Goal of the exercise: A faithful copy of all the data below, please; leave no line out.
**** Data for processing
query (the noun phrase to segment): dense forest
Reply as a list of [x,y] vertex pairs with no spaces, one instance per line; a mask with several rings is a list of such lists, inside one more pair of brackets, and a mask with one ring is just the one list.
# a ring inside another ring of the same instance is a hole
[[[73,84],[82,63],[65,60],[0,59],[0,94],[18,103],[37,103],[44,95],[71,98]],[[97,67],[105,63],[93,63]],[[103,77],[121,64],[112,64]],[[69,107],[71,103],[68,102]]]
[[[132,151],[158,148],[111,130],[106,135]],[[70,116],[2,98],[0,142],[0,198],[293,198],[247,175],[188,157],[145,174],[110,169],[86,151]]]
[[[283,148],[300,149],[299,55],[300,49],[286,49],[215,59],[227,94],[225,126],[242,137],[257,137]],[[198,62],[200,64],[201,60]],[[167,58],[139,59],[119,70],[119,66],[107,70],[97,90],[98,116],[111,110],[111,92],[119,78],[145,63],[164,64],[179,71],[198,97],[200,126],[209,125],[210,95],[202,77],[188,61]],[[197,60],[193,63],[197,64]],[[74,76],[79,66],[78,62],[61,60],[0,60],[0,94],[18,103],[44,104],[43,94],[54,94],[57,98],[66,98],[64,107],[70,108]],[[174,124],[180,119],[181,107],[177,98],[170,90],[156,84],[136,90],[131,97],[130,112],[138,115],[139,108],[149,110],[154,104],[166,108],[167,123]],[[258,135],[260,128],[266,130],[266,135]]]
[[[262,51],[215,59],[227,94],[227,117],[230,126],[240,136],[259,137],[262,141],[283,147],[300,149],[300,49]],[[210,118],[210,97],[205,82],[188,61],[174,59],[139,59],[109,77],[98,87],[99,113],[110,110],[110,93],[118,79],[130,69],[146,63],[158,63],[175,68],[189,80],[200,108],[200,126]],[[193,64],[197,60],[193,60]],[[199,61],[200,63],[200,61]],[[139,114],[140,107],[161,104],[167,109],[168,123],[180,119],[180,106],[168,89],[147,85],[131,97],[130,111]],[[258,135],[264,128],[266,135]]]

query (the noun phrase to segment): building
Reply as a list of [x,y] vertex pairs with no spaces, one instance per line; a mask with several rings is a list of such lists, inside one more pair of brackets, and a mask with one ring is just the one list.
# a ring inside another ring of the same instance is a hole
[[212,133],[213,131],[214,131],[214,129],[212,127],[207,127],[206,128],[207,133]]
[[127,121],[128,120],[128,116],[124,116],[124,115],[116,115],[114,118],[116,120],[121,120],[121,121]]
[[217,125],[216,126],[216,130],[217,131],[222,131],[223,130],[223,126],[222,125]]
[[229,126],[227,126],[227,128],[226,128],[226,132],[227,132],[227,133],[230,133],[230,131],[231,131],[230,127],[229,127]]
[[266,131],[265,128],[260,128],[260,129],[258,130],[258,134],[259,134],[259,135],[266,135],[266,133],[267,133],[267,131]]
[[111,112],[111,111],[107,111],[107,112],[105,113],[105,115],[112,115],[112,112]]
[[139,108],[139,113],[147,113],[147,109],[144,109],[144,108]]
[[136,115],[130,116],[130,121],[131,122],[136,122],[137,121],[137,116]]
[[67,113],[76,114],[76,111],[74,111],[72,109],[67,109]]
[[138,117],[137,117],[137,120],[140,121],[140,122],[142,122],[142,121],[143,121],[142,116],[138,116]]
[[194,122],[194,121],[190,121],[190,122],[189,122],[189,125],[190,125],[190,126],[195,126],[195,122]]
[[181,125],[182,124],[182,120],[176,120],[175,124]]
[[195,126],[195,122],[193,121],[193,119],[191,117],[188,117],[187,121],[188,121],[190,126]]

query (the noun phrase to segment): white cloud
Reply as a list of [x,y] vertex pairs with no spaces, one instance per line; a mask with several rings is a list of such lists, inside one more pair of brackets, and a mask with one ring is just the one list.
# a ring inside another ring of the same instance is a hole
********
Result of this task:
query (the noun phrase to segment): dense forest
Reply as a list of [x,y] vertex pairs with no spaces, one instance per line; a mask with several rings is a list of such lists, inside one more pair of brackets, and a mask with one ring is just the one list.
# a ring inside another ring of the same instance is a hole
[[[73,84],[82,63],[65,60],[0,59],[0,94],[18,103],[37,103],[44,95],[71,98]],[[97,67],[105,63],[93,63]],[[103,77],[121,64],[112,64]],[[69,107],[71,103],[68,102]]]
[[[132,151],[158,148],[111,130],[106,135]],[[70,116],[2,98],[0,142],[0,198],[293,198],[247,175],[188,157],[145,174],[110,169],[86,151]]]
[[[283,148],[300,149],[299,55],[300,49],[286,49],[215,59],[227,94],[225,126],[242,137],[257,137]],[[198,62],[200,64],[201,60]],[[167,58],[139,59],[119,70],[119,66],[107,70],[97,90],[98,116],[111,110],[111,92],[119,78],[145,63],[164,64],[179,71],[198,97],[200,126],[209,125],[210,95],[202,77],[188,61]],[[197,60],[193,63],[197,64]],[[74,76],[79,66],[78,62],[61,60],[0,60],[0,94],[18,103],[44,104],[43,94],[54,94],[57,98],[66,98],[64,107],[70,108]],[[174,124],[180,119],[181,107],[177,98],[170,90],[156,84],[136,90],[131,97],[130,112],[138,115],[139,108],[149,110],[154,104],[166,108],[167,123]],[[258,135],[260,128],[266,130],[266,135]]]
[[[262,51],[215,59],[227,94],[227,117],[230,126],[240,136],[259,137],[262,141],[283,147],[300,149],[300,49]],[[210,118],[210,97],[205,82],[188,61],[174,59],[139,59],[109,77],[98,87],[99,113],[110,110],[110,93],[118,79],[130,69],[146,63],[158,63],[175,68],[189,80],[200,108],[200,126]],[[193,64],[197,60],[193,60]],[[199,61],[200,63],[200,61]],[[139,114],[140,107],[161,104],[167,109],[168,123],[180,119],[180,106],[168,89],[147,85],[131,97],[130,111]],[[258,135],[264,128],[266,135]]]

query (the noun phrase to segment): building
Reply as a list of [x,y] vertex pairs with no spaces, one instance per line; a mask with several rings is a list of such lists, inside one more pair of brackets, and a mask with one ring is just the one list.
# a ring inside another ring of the same instance is a hole
[[212,133],[213,131],[214,131],[214,129],[212,127],[207,127],[206,128],[207,133]]
[[127,121],[128,120],[128,116],[124,116],[124,115],[116,115],[114,118],[116,120],[121,120],[121,121]]
[[217,125],[216,126],[216,130],[217,131],[222,131],[223,130],[223,126],[222,125]]
[[229,126],[227,126],[227,128],[226,128],[226,132],[227,132],[227,133],[230,133],[230,131],[231,131],[230,127],[229,127]]
[[266,131],[265,128],[260,128],[260,129],[258,130],[258,134],[259,134],[259,135],[266,135],[266,133],[267,133],[267,131]]
[[111,112],[111,111],[107,111],[107,112],[105,113],[105,115],[112,115],[112,112]]
[[139,108],[139,113],[147,113],[147,109],[144,109],[144,108]]
[[136,115],[130,116],[130,121],[131,122],[136,122],[137,121],[137,116]]
[[67,113],[76,114],[76,111],[74,111],[72,109],[67,109]]
[[138,117],[137,117],[137,120],[140,121],[140,122],[142,122],[142,121],[143,121],[142,116],[138,116]]
[[194,122],[194,121],[190,121],[190,122],[189,122],[189,125],[190,125],[190,126],[195,126],[195,122]]
[[181,125],[182,124],[182,120],[176,120],[175,124]]
[[195,126],[195,122],[193,121],[193,119],[191,117],[188,117],[187,121],[188,121],[190,126]]

query (the noun phrase to segment): white cloud
Reply as a list of [x,y] vertex pairs with no spaces, one instance per line; a mask with several rings is a list of such lists, inside one more pair of brackets, and a mask with one ring is just the one list.
# a ring inside another ring of the same instance is a hole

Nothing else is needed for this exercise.